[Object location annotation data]
□ □ □
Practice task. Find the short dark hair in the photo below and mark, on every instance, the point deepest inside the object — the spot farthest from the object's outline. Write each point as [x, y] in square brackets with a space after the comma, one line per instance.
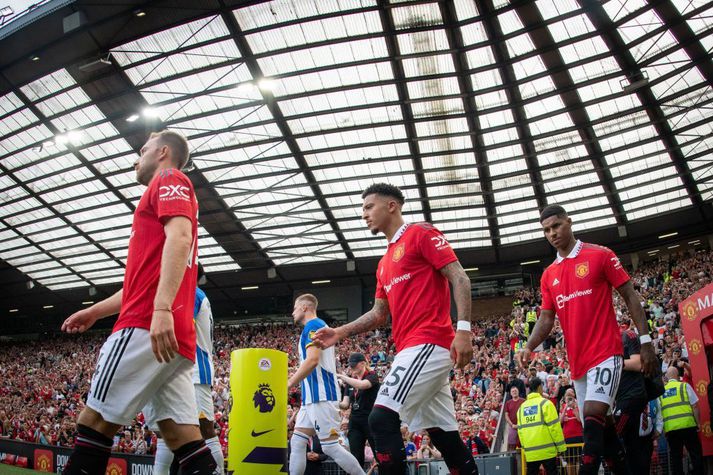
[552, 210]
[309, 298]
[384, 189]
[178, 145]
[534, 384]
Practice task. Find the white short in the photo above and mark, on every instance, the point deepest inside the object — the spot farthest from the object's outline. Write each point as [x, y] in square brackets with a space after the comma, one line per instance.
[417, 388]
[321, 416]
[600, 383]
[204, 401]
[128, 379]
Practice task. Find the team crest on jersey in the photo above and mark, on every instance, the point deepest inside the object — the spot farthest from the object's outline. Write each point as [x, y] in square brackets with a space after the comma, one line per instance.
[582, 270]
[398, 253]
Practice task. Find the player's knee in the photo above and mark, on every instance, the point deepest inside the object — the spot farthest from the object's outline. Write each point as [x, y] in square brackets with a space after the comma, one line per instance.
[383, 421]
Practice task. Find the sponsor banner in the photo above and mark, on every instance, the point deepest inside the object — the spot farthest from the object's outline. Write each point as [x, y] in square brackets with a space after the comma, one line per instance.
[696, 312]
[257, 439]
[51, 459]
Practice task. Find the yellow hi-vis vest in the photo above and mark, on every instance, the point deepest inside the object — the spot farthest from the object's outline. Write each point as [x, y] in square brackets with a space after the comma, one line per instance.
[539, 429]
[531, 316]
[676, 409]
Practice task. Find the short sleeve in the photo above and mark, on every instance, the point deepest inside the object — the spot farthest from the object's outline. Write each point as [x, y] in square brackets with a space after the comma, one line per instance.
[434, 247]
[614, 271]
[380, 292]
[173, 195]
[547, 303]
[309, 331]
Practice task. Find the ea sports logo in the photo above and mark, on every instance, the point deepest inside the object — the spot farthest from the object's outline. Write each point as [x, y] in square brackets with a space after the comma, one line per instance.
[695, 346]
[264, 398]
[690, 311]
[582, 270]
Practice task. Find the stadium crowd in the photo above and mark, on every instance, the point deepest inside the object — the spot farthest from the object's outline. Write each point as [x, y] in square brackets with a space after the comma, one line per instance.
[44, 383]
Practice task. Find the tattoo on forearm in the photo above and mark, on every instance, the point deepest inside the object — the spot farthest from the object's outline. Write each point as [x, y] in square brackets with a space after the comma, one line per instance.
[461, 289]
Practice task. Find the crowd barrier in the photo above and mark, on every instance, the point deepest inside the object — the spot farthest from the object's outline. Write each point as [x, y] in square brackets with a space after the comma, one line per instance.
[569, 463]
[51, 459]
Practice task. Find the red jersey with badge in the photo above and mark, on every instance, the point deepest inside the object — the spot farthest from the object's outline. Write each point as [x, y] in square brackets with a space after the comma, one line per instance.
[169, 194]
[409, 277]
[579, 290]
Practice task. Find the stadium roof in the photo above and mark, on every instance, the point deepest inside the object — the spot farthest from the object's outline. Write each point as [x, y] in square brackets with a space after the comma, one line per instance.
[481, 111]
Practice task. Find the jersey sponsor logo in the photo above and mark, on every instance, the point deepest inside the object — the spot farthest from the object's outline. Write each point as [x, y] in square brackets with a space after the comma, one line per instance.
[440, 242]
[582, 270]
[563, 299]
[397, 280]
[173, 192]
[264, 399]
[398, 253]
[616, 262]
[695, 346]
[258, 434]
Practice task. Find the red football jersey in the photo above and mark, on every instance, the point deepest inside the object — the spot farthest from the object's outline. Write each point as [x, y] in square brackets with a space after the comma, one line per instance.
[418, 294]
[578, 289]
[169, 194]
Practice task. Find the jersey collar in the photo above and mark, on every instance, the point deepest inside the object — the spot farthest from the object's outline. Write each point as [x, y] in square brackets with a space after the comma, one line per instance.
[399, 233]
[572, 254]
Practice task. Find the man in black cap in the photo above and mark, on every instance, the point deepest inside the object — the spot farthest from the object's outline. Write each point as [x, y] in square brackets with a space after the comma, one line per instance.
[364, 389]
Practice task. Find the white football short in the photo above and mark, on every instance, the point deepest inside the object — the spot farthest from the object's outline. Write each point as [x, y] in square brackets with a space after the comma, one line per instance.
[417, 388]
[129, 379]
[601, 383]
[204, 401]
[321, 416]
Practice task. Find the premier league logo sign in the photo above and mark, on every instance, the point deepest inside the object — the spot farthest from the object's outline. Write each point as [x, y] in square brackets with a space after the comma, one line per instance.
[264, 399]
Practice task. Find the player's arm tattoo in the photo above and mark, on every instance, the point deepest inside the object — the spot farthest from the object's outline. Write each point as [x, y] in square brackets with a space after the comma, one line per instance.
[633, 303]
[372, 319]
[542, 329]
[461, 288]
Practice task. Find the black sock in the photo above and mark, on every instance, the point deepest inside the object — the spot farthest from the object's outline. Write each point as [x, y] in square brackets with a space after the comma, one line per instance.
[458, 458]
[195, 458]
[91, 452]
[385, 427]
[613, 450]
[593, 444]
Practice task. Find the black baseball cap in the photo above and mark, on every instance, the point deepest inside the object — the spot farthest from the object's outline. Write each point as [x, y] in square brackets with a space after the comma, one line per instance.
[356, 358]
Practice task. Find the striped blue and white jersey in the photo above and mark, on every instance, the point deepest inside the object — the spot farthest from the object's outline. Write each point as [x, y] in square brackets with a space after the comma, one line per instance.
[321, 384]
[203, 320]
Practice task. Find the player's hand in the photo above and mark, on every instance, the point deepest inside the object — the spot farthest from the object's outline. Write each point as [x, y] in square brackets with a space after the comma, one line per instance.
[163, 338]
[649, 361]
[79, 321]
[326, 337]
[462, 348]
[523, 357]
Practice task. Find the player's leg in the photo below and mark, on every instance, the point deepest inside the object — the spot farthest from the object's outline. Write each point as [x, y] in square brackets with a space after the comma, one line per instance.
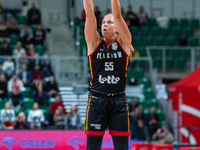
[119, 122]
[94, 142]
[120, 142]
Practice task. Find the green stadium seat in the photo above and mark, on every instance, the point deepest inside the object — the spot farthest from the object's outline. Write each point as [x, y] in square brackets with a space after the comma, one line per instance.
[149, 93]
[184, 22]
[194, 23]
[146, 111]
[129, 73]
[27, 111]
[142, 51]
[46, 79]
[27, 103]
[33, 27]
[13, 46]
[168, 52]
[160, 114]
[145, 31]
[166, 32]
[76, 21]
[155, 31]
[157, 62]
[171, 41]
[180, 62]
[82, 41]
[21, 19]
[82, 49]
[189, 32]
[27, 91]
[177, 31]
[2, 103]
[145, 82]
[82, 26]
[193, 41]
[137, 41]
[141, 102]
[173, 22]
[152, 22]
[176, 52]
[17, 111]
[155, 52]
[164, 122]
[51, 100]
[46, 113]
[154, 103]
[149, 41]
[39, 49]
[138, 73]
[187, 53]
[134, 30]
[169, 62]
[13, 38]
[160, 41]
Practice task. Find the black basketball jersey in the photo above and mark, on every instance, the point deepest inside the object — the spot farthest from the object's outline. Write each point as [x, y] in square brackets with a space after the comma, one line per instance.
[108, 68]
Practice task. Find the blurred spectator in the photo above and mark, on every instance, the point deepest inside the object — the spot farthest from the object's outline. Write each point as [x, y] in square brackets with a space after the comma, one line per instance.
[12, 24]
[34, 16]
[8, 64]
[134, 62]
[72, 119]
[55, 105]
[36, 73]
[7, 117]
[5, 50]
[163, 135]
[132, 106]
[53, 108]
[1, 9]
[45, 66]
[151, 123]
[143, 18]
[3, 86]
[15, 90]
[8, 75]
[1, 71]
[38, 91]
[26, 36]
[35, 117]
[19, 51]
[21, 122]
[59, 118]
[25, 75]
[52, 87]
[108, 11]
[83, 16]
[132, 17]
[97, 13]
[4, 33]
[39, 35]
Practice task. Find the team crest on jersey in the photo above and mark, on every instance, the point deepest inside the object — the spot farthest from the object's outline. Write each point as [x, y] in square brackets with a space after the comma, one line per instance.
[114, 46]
□ □ □
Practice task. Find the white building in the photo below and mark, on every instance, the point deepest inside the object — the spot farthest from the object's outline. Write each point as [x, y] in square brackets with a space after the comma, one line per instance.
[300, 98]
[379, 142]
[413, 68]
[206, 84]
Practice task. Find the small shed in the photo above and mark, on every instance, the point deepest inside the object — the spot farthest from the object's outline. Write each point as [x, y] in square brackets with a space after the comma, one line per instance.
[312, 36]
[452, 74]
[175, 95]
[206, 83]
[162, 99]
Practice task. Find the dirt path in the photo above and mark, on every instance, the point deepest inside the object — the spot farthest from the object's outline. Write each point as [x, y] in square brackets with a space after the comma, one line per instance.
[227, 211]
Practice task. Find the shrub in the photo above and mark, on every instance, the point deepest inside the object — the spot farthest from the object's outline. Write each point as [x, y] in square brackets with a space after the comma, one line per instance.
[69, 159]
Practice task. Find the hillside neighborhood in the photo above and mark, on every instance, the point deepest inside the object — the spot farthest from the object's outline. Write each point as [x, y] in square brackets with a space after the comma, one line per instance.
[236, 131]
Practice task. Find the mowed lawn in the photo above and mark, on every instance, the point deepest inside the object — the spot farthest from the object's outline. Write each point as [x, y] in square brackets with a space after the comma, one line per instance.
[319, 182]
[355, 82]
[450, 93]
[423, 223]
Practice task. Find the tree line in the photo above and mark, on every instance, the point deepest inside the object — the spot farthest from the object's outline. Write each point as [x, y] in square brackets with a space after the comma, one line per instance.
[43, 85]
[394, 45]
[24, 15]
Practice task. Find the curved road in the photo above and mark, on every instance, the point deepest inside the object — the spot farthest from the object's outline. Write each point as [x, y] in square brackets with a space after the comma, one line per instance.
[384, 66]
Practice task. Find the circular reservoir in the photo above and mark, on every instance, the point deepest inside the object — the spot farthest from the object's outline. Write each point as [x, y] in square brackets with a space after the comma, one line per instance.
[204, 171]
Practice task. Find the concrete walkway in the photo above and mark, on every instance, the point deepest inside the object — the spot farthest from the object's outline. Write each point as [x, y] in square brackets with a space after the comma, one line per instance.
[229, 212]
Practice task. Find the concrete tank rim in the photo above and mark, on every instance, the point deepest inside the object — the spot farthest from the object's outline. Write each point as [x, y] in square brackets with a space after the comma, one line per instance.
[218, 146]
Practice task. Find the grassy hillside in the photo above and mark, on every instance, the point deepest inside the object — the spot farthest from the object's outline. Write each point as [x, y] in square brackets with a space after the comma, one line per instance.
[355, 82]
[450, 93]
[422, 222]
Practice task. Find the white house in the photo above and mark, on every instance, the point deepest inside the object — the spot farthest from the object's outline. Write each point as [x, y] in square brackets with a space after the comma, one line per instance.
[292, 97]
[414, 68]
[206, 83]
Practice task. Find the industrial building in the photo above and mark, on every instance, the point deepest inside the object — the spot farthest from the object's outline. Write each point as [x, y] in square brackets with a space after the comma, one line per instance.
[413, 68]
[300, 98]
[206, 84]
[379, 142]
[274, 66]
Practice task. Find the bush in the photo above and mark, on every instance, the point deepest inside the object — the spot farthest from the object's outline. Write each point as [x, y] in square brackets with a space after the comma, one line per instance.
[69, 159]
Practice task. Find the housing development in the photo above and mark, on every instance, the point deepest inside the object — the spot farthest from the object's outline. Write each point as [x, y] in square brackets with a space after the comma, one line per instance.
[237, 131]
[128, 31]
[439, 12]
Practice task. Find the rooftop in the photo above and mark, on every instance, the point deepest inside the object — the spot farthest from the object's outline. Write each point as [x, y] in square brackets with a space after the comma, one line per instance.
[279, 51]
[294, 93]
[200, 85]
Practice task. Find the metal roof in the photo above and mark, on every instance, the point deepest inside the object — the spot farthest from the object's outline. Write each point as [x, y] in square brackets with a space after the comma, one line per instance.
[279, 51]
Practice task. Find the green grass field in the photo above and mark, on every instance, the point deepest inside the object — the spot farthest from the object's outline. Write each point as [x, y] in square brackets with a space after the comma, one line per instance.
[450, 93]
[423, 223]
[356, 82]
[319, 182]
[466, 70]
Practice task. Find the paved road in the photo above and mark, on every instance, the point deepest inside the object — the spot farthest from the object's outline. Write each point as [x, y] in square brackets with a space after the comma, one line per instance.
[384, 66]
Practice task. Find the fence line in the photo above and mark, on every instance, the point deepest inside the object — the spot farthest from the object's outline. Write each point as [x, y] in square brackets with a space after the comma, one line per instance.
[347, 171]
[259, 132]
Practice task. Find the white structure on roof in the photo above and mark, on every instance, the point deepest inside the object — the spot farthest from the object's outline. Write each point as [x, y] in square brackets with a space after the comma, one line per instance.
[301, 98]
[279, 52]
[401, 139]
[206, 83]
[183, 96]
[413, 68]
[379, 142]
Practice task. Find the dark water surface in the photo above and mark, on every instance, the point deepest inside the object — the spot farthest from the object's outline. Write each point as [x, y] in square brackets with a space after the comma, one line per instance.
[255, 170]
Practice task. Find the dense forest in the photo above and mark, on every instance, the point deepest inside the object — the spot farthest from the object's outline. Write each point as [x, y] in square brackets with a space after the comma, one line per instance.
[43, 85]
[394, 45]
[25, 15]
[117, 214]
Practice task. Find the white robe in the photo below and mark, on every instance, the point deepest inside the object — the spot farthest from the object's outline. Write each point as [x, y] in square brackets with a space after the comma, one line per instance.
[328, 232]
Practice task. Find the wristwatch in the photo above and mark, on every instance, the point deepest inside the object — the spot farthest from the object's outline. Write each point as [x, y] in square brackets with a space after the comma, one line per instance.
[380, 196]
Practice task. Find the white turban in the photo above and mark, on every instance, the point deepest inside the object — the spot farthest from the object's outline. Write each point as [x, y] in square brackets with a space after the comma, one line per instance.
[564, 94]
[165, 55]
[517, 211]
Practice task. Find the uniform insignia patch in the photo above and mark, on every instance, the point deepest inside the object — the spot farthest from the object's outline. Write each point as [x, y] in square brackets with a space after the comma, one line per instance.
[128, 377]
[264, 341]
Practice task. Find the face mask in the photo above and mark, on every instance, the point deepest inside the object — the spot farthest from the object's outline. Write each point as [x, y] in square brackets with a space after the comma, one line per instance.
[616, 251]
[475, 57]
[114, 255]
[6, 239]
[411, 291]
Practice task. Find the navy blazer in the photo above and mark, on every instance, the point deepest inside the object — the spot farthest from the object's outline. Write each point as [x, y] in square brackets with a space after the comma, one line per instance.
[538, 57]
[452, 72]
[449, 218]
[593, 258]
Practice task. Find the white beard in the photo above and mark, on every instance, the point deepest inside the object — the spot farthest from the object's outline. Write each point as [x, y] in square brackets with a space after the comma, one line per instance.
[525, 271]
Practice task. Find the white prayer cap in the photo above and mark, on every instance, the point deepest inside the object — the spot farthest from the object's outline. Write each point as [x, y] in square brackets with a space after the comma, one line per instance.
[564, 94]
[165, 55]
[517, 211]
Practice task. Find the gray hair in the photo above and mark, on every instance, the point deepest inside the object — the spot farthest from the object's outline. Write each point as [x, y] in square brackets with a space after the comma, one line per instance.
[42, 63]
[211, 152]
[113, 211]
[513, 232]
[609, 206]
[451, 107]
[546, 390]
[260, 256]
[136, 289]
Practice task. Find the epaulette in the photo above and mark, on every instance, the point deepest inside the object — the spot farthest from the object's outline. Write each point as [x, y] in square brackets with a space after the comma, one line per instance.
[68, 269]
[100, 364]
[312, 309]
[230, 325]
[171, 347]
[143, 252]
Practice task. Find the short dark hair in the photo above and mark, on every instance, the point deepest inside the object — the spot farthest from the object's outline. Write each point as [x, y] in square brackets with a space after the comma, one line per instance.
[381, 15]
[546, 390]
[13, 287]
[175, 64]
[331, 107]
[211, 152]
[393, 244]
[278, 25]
□ □ □
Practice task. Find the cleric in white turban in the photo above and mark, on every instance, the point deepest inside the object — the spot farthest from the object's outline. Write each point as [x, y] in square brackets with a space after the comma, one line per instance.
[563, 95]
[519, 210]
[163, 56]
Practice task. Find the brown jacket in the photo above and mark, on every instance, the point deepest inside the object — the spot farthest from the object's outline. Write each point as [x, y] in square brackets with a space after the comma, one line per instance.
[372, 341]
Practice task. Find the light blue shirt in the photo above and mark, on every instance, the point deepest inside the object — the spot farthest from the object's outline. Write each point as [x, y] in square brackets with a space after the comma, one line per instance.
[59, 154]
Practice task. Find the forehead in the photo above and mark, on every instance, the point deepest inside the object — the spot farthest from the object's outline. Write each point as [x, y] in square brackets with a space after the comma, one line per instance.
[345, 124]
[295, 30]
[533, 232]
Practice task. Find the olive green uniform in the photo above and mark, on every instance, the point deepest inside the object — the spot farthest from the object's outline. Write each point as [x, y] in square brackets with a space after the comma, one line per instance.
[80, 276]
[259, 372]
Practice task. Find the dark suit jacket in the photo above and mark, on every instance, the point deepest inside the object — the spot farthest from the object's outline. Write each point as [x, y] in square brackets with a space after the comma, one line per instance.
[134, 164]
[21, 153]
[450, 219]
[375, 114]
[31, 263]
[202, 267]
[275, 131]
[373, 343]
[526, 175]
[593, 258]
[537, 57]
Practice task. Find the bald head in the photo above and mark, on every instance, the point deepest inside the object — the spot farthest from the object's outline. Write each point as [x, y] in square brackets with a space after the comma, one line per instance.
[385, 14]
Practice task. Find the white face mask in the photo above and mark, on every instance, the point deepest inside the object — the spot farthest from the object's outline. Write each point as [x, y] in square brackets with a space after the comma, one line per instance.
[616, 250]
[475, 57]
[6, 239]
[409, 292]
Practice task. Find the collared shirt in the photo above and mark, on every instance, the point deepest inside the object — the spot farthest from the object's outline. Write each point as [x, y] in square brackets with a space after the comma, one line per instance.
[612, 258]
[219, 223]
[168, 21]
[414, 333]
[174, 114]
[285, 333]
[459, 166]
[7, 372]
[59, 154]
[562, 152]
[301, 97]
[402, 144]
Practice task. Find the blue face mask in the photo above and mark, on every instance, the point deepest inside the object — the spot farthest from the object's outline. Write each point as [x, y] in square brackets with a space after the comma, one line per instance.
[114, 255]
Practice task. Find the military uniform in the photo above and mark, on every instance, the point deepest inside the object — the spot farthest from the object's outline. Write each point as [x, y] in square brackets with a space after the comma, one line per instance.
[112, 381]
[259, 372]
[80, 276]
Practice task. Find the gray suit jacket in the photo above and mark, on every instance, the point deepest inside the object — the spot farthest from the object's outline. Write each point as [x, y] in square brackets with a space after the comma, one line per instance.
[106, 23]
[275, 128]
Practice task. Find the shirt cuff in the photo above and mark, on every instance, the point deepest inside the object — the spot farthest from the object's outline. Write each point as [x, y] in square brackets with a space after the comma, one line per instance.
□ □ □
Work to complete -
Please extract every line from the material above that contains the word "striped". Case counts.

Full response -
Practice task. Find the striped blue and white jersey in the photo above and mark, on every instance, the point deepest inside the object — the spot farthest from the object's outline. Write each point as [x, y] in square brackets with a space after the comma, one line per instance.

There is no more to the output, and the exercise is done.